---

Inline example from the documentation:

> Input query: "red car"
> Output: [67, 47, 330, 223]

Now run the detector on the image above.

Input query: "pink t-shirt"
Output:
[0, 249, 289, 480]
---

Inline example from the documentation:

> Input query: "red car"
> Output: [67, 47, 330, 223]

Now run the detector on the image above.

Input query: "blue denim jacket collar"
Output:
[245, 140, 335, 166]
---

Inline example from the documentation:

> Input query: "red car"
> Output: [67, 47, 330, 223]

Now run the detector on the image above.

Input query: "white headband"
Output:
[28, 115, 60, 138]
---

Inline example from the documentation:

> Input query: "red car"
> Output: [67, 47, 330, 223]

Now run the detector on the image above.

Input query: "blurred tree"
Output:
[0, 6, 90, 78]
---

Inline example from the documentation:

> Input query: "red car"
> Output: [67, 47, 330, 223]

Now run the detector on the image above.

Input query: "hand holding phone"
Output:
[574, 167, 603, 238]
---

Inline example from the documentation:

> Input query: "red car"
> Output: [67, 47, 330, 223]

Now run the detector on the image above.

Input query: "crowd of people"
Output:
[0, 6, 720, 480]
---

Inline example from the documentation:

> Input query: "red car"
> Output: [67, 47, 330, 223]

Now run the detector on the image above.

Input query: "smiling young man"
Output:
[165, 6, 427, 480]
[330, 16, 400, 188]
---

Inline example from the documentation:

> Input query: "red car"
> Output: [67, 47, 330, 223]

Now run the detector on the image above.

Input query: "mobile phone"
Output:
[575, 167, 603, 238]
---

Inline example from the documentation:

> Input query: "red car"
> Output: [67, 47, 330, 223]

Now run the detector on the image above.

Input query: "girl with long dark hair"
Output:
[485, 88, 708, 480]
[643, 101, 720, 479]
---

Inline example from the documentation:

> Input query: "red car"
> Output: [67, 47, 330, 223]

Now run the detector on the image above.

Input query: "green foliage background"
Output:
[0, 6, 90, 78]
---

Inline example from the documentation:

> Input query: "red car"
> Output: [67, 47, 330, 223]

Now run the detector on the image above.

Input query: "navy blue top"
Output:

» Requirement
Please rewrite every one of the records above, swapping "Input query" for "Search phrase" and leaving everything else unchanged.

» Exercise output
---

Inline example from the documentation:

> Search phrase: "red car"
> Output: [67, 47, 330, 223]

Now run the detector on the image above.

Search phrase: "pink t-shirt"
Output:
[0, 249, 289, 480]
---

Inline example from the documentation:

> Search phrase: "red car"
> Output: [67, 47, 330, 223]

Now run the detector on the image above.

Search phrase: "blue denim jacket collar"
Output:
[245, 140, 335, 166]
---

Inline example from the documentation:

> Search phrase: "red car"
> Output: [67, 47, 330, 223]

Now run the detector on the image above.

Search phrase: "white headband"
Output:
[28, 115, 60, 138]
---

Inline example from the documentation:

> Search phrase: "red car"
> Output: [67, 47, 330, 223]

Now run the detector on the image above.

Search phrase: "blurred tree"
Output:
[0, 6, 90, 78]
---

Inline example from the documentation:

> Search phrase: "red car"
> Output: [67, 47, 330, 223]

Now run the detector on the image above.

Search phrase: "hand holding phone"
Output:
[574, 167, 603, 238]
---

Inline example from the documentation:

> Search phrase: "red car"
> Output: [67, 47, 330, 223]

Now run the detector on the image above.

Search phrase: "crowd of people"
Output:
[0, 6, 720, 480]
---

Inline example from the documentation:

> Search phrase: "red car"
> Output: [67, 47, 330, 223]

Now run the detector on the image above.

Search phrase: "smiling young man"
Output:
[165, 6, 427, 480]
[330, 16, 400, 188]
---

Inline example from the documentation:

> Search phrase: "red car"
> Output: [67, 47, 330, 223]

Now run the detector on the image above.

Search phrase: "mobile phone"
Output:
[575, 167, 603, 238]
---

Inline example from the documentation:

> Search phrase: "red car"
> Output: [67, 47, 330, 223]

Now run the detector on the image above.

Search phrase: "girl with long dark hair"
Output:
[485, 88, 708, 480]
[643, 101, 720, 479]
---

Inline example from the documentation:

> Search phrase: "red car"
> Output: [67, 47, 330, 223]

Now run the detector on the image above.

Search phrase: "green foliage background"
Output:
[0, 6, 90, 78]
---

Inline example from the documentation:

> Search phrase: "red car"
> Output: [67, 47, 330, 223]

Now run the detector on the image above.

Search phrase: "navy blue top"
Output:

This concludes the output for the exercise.